_WHAT IS NEEDED_
Copy out the listing below word for word, keeping every line in its original order.

_SUPPLIED DATA_
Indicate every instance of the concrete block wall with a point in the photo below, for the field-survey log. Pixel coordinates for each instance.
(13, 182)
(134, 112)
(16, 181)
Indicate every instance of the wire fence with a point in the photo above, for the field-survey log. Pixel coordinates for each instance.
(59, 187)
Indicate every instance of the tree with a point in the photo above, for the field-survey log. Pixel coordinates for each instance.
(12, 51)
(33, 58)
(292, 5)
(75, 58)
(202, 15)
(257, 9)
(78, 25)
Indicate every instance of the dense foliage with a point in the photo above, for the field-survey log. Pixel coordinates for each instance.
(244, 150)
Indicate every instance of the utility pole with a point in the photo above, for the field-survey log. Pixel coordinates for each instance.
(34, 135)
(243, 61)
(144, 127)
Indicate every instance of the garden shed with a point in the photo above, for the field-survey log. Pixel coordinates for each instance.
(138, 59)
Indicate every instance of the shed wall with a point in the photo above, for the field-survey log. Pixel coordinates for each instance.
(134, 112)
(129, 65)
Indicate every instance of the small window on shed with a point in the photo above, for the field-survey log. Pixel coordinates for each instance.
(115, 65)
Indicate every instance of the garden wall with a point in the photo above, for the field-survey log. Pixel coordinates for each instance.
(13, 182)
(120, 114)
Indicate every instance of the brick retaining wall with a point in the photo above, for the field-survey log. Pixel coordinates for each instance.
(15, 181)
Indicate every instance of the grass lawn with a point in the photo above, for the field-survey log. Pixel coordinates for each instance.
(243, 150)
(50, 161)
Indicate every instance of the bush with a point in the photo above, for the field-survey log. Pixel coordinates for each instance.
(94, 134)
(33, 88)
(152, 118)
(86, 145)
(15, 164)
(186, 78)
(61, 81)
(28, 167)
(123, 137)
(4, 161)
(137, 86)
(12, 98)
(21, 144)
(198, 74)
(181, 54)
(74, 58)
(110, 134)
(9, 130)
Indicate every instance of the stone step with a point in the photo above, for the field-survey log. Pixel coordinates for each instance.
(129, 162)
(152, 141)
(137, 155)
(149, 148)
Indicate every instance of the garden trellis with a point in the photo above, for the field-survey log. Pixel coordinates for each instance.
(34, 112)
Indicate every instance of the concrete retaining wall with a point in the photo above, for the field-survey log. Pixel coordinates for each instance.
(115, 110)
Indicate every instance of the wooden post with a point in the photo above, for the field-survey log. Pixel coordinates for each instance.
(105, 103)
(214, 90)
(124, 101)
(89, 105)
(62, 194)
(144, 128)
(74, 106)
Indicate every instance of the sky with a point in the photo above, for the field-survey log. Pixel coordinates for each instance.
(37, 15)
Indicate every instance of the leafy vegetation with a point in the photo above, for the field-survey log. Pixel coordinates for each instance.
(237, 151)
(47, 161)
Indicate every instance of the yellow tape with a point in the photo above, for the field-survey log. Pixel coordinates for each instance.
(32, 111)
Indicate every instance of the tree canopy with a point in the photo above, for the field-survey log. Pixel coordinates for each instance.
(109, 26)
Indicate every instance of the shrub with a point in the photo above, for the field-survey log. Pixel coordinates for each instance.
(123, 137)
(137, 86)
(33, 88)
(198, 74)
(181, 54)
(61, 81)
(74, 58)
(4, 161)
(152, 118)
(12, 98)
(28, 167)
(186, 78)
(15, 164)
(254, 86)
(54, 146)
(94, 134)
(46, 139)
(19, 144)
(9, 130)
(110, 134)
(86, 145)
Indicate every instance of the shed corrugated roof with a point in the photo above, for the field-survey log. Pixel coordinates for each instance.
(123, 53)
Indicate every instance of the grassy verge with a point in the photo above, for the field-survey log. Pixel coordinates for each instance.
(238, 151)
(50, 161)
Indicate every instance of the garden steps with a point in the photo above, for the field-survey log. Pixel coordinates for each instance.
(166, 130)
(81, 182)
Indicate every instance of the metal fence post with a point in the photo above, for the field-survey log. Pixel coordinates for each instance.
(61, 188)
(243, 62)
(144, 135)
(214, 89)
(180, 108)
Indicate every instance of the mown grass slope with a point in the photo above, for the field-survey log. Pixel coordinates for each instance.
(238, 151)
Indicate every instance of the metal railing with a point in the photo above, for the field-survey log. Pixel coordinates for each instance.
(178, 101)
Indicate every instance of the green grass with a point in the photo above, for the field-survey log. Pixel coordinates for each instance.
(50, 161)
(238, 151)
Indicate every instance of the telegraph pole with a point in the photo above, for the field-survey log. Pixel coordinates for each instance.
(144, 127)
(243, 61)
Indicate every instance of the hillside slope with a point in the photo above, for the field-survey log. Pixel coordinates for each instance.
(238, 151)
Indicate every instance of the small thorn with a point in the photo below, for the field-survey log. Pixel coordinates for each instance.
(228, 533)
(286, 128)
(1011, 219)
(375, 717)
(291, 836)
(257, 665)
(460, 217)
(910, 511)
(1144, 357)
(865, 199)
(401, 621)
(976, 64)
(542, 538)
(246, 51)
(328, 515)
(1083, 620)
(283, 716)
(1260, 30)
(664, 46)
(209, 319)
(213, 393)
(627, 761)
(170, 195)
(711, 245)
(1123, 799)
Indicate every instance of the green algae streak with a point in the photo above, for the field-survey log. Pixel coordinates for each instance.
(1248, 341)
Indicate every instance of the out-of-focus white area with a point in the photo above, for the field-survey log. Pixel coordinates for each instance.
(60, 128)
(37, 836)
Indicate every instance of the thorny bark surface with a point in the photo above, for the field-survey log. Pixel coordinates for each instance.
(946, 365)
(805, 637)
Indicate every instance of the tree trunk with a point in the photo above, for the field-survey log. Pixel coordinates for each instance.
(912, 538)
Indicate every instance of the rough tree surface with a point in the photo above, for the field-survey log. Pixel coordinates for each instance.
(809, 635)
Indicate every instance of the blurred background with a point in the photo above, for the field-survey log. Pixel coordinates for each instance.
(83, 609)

_CORRECT RESPONSE_
Indicate every instance of the concrete block wall with a point in the photo below, for the field-survey log. Pixel coordinates for each instance.
(13, 182)
(134, 112)
(16, 181)
Indicate every instance of the wire fence with a point in the photo above, for the field-survey log. Pixel coordinates for each instance.
(59, 187)
Indicate every instance of the tree with a point in the photo above, for the field-survey log. Pixel coordinates for each instance.
(12, 51)
(33, 58)
(292, 5)
(75, 58)
(202, 15)
(257, 9)
(78, 25)
Indicate every instance of the dense foliage with a point in the photo above, for the field-survey log. Pixel coordinates for each instance.
(244, 150)
Indicate every instance of the utility pole with a point in the photo above, for the field-survey log. Pixel coordinates for each instance.
(34, 135)
(243, 61)
(144, 127)
Indicate every instance of the garden shed with a point in the photo above, for the field-survey log. Pixel coordinates for each instance.
(138, 59)
Indicate every instance of the shed wall with a point in the photo above, for the field-survey log. Pixel coordinates for each instance.
(134, 112)
(129, 65)
Indicate every instance of the small window on shed with a point in the photo above, for the field-survey log. Pixel coordinates for each instance.
(115, 65)
Indicate every instance of the garden wall with a point in the photo above, for the field-survey log. Pixel coordinates for each instance.
(13, 182)
(120, 114)
Indicate every instance of the brick retaining wall with a point in the photo above, for the field-survey log. Pixel coordinates for each instance.
(15, 181)
Indicate every instance of the grass lawn with a point in the photo above, for the field-survey log. Pixel coordinates for each instance.
(243, 150)
(50, 161)
Indicate every instance of the bush with a point in the photo above, for the field-survey log. Pixel coordinates for each instance.
(94, 134)
(33, 88)
(152, 118)
(86, 145)
(15, 164)
(186, 78)
(61, 81)
(28, 167)
(123, 137)
(4, 161)
(137, 86)
(12, 98)
(21, 144)
(198, 74)
(181, 54)
(74, 58)
(110, 134)
(9, 130)
Indicate every instance of the stone step with a point in the photo above, for the field-survey log. Pixel coordinates for each instance.
(129, 162)
(152, 141)
(137, 155)
(149, 148)
Indicate every instance of the garden trellis with a point in the photo above, for the field-survey log. Pixel coordinates for each instance.
(34, 112)
Indicate every instance of the concrete retaining wall with a point in the photo above, for the field-survey log. Pixel coordinates for each instance.
(115, 110)
Indicate every instance of the wooden post with a point in the photo above, for the field-survey log. Pixel coordinates for each instance.
(105, 103)
(214, 90)
(124, 101)
(89, 105)
(62, 194)
(144, 128)
(74, 106)
Indicate every instance of the sky with a point in the photo above, for the field-survey log. Pixel coordinates for each instance.
(37, 15)
Indicate every instance of the leafy vegetation with a point in the photo above, for the field-survey log. Pixel coordinates for each instance.
(237, 151)
(47, 161)
Indicate every instance of the yellow tape with a point in the photo above, for the field-survey log. Pixel coordinates for each instance.
(32, 111)
Indicate every instance of the tree canopy with a point in the photo above, for the field-survey log. Pixel coordinates for each instance.
(109, 26)
Indicate every instance of the shrub with a point in the photo above, for the field-survey log. Pixel coordinates for each instance.
(123, 137)
(137, 86)
(33, 88)
(198, 74)
(181, 54)
(61, 81)
(74, 58)
(4, 161)
(152, 118)
(12, 98)
(28, 167)
(186, 78)
(15, 164)
(254, 86)
(54, 146)
(94, 134)
(46, 139)
(19, 144)
(9, 130)
(110, 134)
(86, 145)
Indicate every instance of the shed corrugated roof with a point in the photo above, for the field-survey log. Pixel coordinates for each instance.
(123, 53)
Indicate every instance of the grassy verge with a point in the photo above, for the field-survey log. Pixel coordinates for each instance.
(238, 151)
(50, 161)
Indicate every instance of the garden steps with a point in the photo above, for the field-survey log. Pixel coordinates for each instance.
(166, 130)
(81, 182)
Indicate every instance of the metal fence post with a point in the photo above, for the field-survey log. Pixel coordinates for each instance.
(61, 188)
(243, 62)
(144, 135)
(214, 89)
(180, 108)
Indicate every instance of the mown grass slope with a point in the photo above, for the field-survey log. Pixel coordinates for each instance.
(238, 151)
Indicate every instance of the metal railing with a point in the photo above, for the field-survey log. Pixel coordinates for each instance.
(178, 101)
Indicate every instance of the green grass with a point in the photo above, for the field-survey log. Pixel coordinates for each instance.
(50, 161)
(238, 151)
Indicate every instance of the telegraph pole with a point in the photo above, for the field-survey log. Pixel coordinates for each instance.
(144, 127)
(243, 61)
Indicate every instance of the hillside slope with a point in the photo above, for the field-survey log. Pixel coordinates for each instance.
(238, 151)
Indicate every instance of the small thorn with a point in the photo below, for the field-survey log. Pixel coordinates for each instance.
(228, 533)
(286, 128)
(1011, 219)
(375, 717)
(291, 836)
(257, 665)
(460, 217)
(910, 511)
(1144, 357)
(865, 199)
(401, 621)
(976, 64)
(542, 538)
(246, 51)
(328, 515)
(1083, 620)
(283, 716)
(1260, 30)
(664, 46)
(209, 319)
(213, 393)
(627, 761)
(170, 195)
(711, 245)
(1123, 799)
Indicate every instance of the green algae streak with a point in the photo above, for the field-survey log. Pixel coordinates for each instance.
(1248, 341)
Indicate every instance of the out-of-focus white area with a point in the photo above, for the field-survey log. Pixel coordinates for each instance.
(60, 128)
(37, 836)
Indicate every instance of the thorny bark surface with a point in the photo above, for the field-survey log. Pixel coordinates for each instance.
(946, 365)
(805, 637)
Indicate every instance of the tree trunk with a point in the photo above, for the field-survey log. Pixel coordinates for each instance.
(912, 538)
Indicate every instance of the rough tree surface with a point in the photo above, for the field-survey log. Pixel coordinates for each instance.
(809, 635)
Indicate every instance of the blurred background with a point in the photo above, for the field-survey log. Pixel coordinates for each instance.
(83, 609)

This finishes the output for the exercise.